Prompt 1: Update the dataset rows starting with the line that contains "of the white" and going on through the end of the rows, replacing "single dot" with "single point" and leaving everything else unchanged.

----- Provided text

This is an excerpt from Introduction to Recreation and Leisure, Second Edition by Human Kinetics.


Nature of the Profession

The recreation and leisure services field is associated with enhancing the quality of life for participants. The goals and outcomes associated with programs, facilities, and services are designed to improve individuals’ lives as well as enhance communities in a variety of ways. For these reasons, a career in recreation and leisure services is a career in a human services profession.


Human Services Profession

Parks and recreation services is a human services profession. The human services field has the objective of meeting human needs through an interdisciplinary knowledge base, focusing on prevention and remediation of problems and maintaining a commitment to improving the overall quality of life of those they serve. Human services professions are also seen as promoting improved service delivery systems not only by addressing the quality of direct services but also by seeking to improve accessibility, accountability, and coordination among professionals and agencies in service delivery (National Organization for Human Services, n.d.). Recreation and leisure services agencies certainly fit this profile. Whether the service population is interested in youth programs, a cruise around the world, a game of tennis, camping, or rehabilitation services, our field is about improving people’s lives through recreation and leisure. So, what does that mean for you?

----------
----- Listing

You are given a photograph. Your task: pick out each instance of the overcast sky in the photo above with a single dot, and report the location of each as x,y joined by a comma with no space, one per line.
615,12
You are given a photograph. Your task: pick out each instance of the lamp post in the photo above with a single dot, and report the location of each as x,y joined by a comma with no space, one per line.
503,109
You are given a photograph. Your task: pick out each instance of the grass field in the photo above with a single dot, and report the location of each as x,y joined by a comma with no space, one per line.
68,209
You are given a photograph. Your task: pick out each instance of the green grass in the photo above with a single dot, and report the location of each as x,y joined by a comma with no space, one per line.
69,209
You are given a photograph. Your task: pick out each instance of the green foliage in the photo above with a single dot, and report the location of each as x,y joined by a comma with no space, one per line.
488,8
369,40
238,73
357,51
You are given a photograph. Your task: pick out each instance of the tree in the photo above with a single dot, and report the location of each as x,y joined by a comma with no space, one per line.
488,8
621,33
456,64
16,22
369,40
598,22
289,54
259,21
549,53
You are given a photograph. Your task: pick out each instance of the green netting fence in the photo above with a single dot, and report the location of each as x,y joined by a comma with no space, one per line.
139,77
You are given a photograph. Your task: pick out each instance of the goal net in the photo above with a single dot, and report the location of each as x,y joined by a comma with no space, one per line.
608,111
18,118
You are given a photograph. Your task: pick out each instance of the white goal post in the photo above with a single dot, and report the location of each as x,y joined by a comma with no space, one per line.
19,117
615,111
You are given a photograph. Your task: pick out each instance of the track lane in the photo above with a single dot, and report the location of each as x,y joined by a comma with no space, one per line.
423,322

----------

Prompt 2: Quote the recreation and leisure excerpt word for word, starting with "Nature of the" and going on through "in a human services profession.".

Correct response 1:
You are given a photograph. Your task: pick out each instance of the white goal post in the photo above with a single point, and report the location of each as x,y joined by a comma with no space, one per line.
19,117
615,111
You are given a photograph. Your task: pick out each instance of the track lane in the photo above with a single point, and report the location of each as x,y joined by a comma with no space, one per line.
423,322

Correct response 2:
Nature of the Profession

The recreation and leisure services field is associated with enhancing the quality of life for participants. The goals and outcomes associated with programs, facilities, and services are designed to improve individuals’ lives as well as enhance communities in a variety of ways. For these reasons, a career in recreation and leisure services is a career in a human services profession.